[[ Extracted information, beginning ]]

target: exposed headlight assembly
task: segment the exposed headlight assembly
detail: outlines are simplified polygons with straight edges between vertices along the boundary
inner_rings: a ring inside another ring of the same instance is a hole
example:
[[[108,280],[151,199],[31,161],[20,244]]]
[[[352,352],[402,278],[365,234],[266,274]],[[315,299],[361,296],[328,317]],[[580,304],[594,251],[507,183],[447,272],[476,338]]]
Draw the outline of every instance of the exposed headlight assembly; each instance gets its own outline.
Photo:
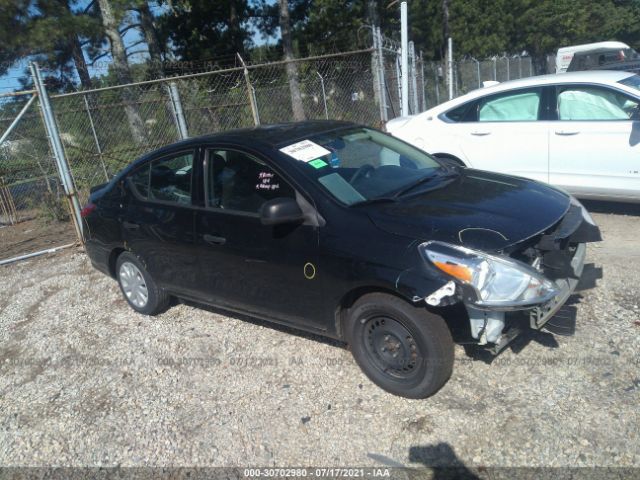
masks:
[[[557,286],[517,260],[466,247],[431,241],[419,247],[423,257],[464,287],[473,289],[477,307],[526,307],[549,301]]]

[[ Extracted information, end ]]

### What the task asks:
What you give back should be the full material above, retyped exactly, with every image removed.

### Written solution:
target: exposed headlight assembly
task: segment the exposed headlight assembly
detail: outlines are simplified polygons with straight edges between vertices along the boundary
inner_rings: a ring inside another ring of the same instance is a hole
example:
[[[108,280],[151,199],[31,161],[20,244]]]
[[[352,352],[402,278],[365,234],[266,274]],[[315,299],[361,296],[328,317]],[[580,304],[594,251],[507,183],[447,272],[476,338]]]
Draw the outline of every instance of the exposed headlight assembly; each instance gets its own outline.
Photo:
masks:
[[[557,286],[517,260],[466,247],[431,241],[419,247],[423,257],[464,287],[473,289],[477,307],[526,307],[549,301]]]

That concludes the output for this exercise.